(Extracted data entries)
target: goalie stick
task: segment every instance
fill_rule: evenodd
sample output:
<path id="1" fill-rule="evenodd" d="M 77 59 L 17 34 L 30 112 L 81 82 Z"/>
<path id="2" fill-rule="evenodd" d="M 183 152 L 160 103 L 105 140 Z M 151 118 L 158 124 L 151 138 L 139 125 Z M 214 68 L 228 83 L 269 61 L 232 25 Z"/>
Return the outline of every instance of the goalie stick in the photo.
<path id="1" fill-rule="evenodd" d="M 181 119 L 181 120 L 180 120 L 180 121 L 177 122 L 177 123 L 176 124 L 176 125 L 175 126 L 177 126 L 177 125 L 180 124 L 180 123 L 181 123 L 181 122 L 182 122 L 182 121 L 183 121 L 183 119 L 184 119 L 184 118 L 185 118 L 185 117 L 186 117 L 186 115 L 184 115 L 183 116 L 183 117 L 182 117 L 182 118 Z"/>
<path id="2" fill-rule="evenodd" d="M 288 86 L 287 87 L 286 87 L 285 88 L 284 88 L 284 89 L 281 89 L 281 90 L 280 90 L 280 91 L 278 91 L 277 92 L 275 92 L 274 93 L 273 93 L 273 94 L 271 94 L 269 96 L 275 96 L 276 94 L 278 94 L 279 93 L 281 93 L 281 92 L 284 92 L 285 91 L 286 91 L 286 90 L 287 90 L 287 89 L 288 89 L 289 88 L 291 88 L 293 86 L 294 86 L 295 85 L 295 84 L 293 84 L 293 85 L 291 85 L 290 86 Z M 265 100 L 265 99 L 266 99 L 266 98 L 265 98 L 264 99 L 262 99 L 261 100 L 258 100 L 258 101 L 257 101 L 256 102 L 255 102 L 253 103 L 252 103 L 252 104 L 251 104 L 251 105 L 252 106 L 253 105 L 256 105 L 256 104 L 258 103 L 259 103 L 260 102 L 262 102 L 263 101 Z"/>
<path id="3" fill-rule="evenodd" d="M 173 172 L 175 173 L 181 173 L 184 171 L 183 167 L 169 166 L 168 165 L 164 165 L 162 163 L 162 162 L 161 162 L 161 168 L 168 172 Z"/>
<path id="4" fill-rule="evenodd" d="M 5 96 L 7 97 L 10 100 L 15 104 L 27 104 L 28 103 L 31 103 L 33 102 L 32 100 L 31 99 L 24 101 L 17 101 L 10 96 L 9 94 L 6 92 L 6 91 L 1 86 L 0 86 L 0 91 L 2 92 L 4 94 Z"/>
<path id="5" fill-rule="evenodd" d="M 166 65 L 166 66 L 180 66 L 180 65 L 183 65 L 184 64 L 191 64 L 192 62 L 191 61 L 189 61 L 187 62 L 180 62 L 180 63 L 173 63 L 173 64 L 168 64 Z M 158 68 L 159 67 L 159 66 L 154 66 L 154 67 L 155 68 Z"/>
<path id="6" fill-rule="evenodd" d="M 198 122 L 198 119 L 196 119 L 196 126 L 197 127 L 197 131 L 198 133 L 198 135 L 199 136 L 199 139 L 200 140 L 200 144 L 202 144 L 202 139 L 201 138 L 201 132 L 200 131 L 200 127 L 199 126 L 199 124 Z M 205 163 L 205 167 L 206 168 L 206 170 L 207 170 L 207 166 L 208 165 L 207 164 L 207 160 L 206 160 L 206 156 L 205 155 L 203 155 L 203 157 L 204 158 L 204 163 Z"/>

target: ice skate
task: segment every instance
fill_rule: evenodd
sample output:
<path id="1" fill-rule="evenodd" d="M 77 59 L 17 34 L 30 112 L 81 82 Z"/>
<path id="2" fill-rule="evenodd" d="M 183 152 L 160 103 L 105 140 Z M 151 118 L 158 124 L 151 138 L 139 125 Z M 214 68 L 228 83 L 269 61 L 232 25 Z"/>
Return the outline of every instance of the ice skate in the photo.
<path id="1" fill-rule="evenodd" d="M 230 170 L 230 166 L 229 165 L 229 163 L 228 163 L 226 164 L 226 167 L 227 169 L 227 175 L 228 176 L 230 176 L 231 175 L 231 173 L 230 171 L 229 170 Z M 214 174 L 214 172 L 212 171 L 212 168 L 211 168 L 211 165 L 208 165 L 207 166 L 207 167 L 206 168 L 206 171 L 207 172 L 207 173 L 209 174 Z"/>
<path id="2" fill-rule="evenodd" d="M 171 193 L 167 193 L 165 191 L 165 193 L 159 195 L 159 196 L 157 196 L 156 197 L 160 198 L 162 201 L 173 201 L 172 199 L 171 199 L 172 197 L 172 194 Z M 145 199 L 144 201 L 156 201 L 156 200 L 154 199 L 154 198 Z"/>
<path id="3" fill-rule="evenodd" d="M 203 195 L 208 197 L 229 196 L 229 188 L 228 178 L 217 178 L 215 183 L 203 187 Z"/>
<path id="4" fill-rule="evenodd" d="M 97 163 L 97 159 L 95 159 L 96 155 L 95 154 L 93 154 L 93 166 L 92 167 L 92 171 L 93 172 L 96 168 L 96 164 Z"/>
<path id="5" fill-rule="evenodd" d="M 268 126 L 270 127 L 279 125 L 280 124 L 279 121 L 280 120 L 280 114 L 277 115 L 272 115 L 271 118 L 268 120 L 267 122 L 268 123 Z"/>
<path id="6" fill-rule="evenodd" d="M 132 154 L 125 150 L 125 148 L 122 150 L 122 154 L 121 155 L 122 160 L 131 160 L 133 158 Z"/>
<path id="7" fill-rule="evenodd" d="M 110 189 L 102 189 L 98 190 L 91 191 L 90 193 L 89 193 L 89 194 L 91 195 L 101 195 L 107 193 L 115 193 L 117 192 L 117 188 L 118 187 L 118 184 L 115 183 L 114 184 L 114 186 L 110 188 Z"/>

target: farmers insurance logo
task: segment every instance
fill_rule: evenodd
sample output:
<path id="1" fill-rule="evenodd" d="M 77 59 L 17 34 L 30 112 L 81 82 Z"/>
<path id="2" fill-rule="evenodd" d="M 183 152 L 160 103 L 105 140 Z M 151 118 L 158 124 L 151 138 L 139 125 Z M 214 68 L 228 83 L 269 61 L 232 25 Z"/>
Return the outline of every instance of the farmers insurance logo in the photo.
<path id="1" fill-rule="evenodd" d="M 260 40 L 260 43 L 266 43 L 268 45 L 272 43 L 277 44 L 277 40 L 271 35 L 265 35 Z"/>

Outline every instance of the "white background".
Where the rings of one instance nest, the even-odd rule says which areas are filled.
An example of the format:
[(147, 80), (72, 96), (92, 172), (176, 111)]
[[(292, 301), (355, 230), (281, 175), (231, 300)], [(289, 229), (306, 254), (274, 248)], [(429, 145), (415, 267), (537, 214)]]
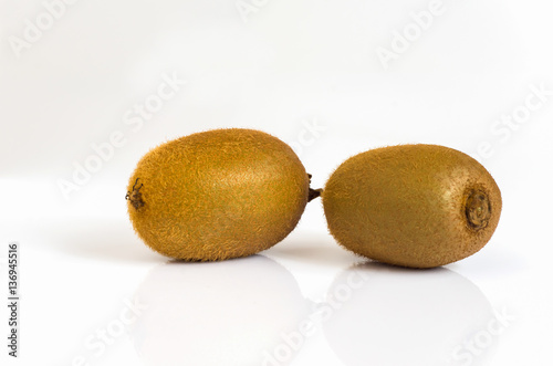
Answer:
[[(22, 297), (20, 358), (2, 336), (2, 364), (553, 364), (546, 1), (60, 3), (0, 2), (1, 286), (17, 241)], [(167, 77), (186, 83), (157, 107)], [(132, 230), (127, 179), (148, 149), (217, 127), (291, 144), (313, 187), (369, 148), (457, 148), (497, 179), (499, 228), (471, 258), (407, 271), (341, 249), (316, 200), (259, 255), (166, 264)]]

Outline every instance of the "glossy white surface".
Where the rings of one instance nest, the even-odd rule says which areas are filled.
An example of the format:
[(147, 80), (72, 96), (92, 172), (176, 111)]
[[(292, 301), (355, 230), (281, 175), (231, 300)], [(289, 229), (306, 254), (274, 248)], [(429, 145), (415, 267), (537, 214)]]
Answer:
[[(9, 242), (21, 259), (21, 357), (2, 344), (2, 365), (552, 365), (551, 6), (444, 0), (385, 67), (378, 48), (435, 2), (250, 1), (247, 22), (243, 2), (82, 0), (15, 52), (46, 6), (0, 1), (6, 301)], [(457, 148), (497, 179), (500, 224), (428, 271), (343, 250), (320, 200), (251, 258), (152, 252), (126, 215), (136, 161), (236, 126), (289, 143), (313, 187), (369, 148)]]

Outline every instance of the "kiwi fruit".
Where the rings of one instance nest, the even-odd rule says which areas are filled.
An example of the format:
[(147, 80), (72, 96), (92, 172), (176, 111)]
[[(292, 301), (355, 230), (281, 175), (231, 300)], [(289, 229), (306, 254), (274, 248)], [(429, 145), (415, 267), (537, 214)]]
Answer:
[(284, 239), (310, 198), (310, 175), (292, 148), (267, 133), (223, 128), (146, 154), (127, 188), (138, 237), (188, 261), (250, 255)]
[(478, 252), (502, 207), (498, 185), (477, 160), (422, 144), (351, 157), (331, 175), (322, 199), (341, 245), (409, 268), (440, 266)]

* _Prompt_
Lay out the lines of the records between the line holding "target: ice skate" and the line holding "Return the outline of every instance of the ice", inclusive, as a numbered list with blank lines omitted.

* _Finished exercise_
1. target: ice skate
2. task: segment every instance
3. fill_rule: evenodd
4. sample output:
5. <path id="1" fill-rule="evenodd" d="M 77 59 L 17 34 L 30 112 L 81 82 Z"/>
6. <path id="2" fill-rule="evenodd" d="M 183 152 L 160 103 L 105 140 Z M 151 118 L 158 124 L 151 138 L 139 125 Z M 214 68 L 228 83 L 269 61 L 232 25 Z"/>
7. Return the outline of every instance of the ice skate in the photo.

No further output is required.